[[ INFORMATION SUPPLIED open ]]
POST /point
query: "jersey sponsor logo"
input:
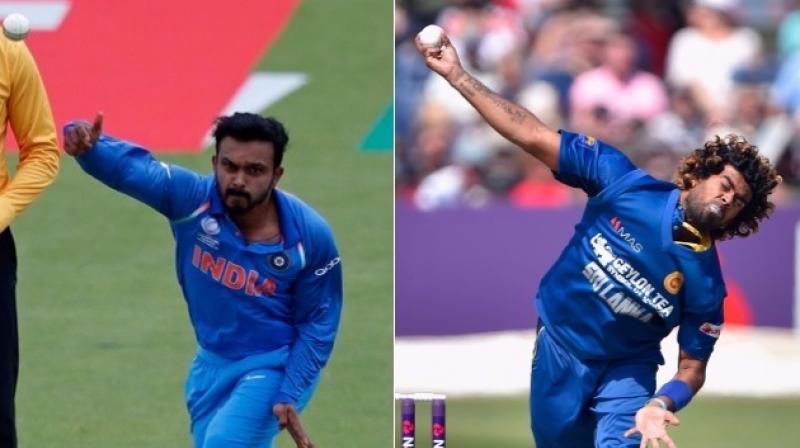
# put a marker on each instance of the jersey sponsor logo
(232, 275)
(210, 225)
(673, 282)
(711, 329)
(278, 262)
(324, 270)
(626, 275)
(616, 223)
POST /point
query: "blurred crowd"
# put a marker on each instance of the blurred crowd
(653, 78)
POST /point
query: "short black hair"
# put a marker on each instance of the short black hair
(248, 127)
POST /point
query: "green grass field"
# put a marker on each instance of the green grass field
(105, 337)
(708, 422)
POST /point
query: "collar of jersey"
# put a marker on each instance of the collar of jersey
(289, 228)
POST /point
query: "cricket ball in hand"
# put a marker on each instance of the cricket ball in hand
(16, 26)
(431, 36)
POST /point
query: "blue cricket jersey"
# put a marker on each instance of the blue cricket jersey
(243, 298)
(622, 284)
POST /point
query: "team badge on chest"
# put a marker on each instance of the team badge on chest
(210, 225)
(673, 282)
(279, 262)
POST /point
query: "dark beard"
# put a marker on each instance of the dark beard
(704, 218)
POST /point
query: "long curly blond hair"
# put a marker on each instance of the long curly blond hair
(756, 169)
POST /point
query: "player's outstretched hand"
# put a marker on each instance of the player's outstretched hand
(652, 423)
(443, 60)
(82, 136)
(288, 418)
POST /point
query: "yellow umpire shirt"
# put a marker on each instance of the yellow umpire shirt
(24, 105)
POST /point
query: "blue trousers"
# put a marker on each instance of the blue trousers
(579, 404)
(230, 402)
[[ INFORMATION SUPPLIED closed ]]
Print all of the data exactly, and do not carry over any pictures.

POST /point
query: "jersey sponsor logo"
input:
# put a marker on each instance of the jersey sponsor logo
(232, 275)
(210, 225)
(673, 282)
(711, 329)
(278, 262)
(324, 270)
(626, 275)
(616, 223)
POST /point
query: "blurred crowd"
# put a marker on each instance of the blurred crowd
(653, 78)
POST /point
query: "short black hair"
# put a marker on each instance of the short black hair
(248, 127)
POST /point
query: "green grass field"
# put a marker on each instance of the green grass field
(105, 337)
(708, 422)
POST /point
query: "collar of jersey"
# put a marker on each instance of the collar of jersey
(289, 228)
POST /point
query: "cricket ball in hand"
# put a marker on each instance of the cricket ball in hand
(16, 26)
(431, 36)
POST /point
query: "blue cricket jersey"
# put a marker on each instance of the blue cricket jersey
(243, 298)
(622, 284)
POST /point
query: "team badge on chest"
# put a marker on each instance of the team badge on chest
(210, 225)
(673, 282)
(279, 262)
POST /point
query: "dark beard"
# put a marker on each instance of the dark beard
(704, 218)
POST /point
query: "long curly blond hair"
# put a marker on each instance of the long curly blond hair
(756, 169)
POST /point
query: "player's outstretched hand"
# put a marker on each instance of the player's outstretched hand
(652, 423)
(443, 60)
(82, 136)
(288, 418)
POST /point
query: "yellow umpire shirt"
# put a marker on each instance of the yellow umpire shirt
(24, 105)
POST /point
query: "blue trousers"
# put a marker on each instance of the blue trousers
(579, 404)
(230, 402)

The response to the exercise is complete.